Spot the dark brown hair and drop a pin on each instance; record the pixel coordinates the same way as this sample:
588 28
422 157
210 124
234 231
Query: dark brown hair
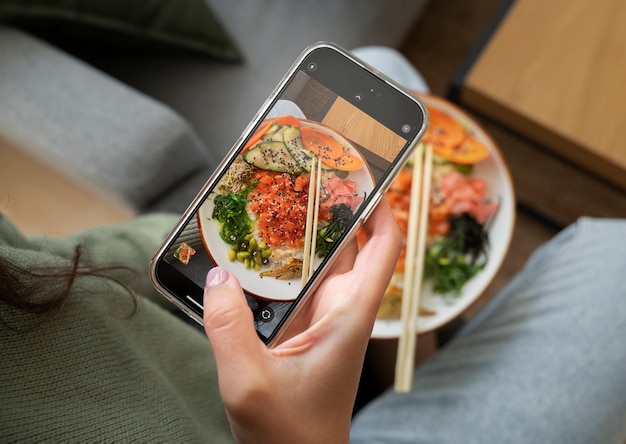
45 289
────────────────
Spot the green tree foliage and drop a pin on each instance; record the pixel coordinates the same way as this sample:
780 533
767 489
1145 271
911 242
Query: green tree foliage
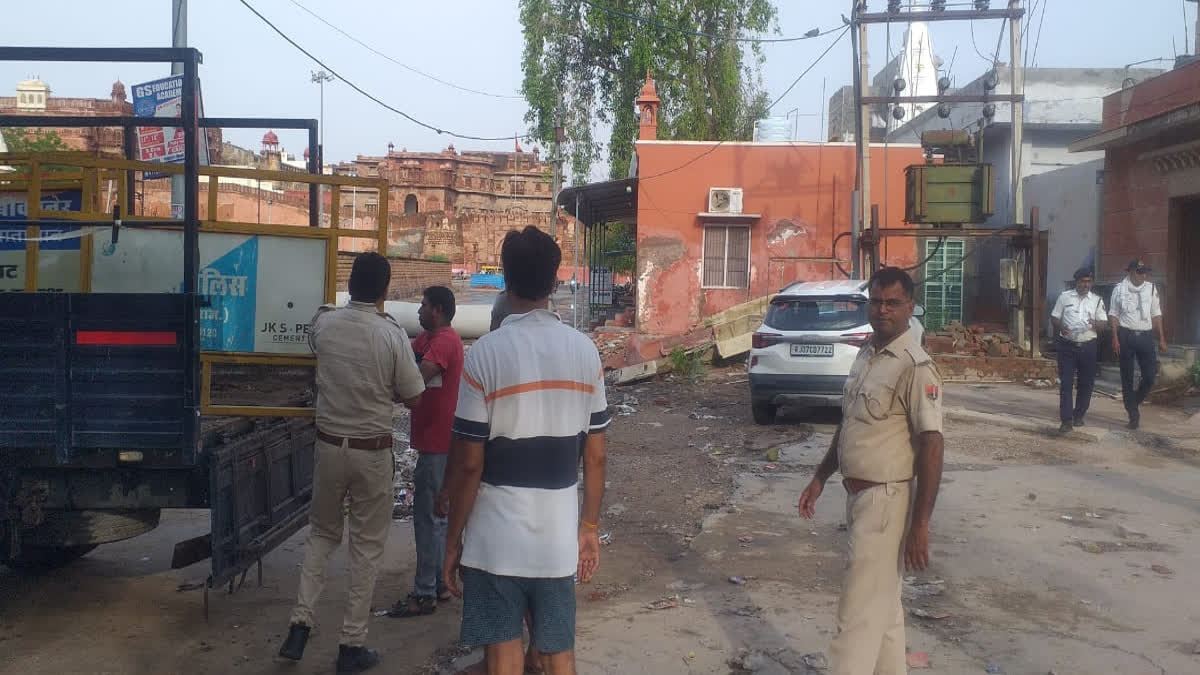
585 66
────────────────
Search the records for the string "drop" and return every line in which it occurs.

Spot the dark brown hair and drop a pin on each instance; record the pixel coordinates the same way as this sample:
Spot the green tree foliage and drop a pin on each instance; record the pixel coordinates the same way as this sample:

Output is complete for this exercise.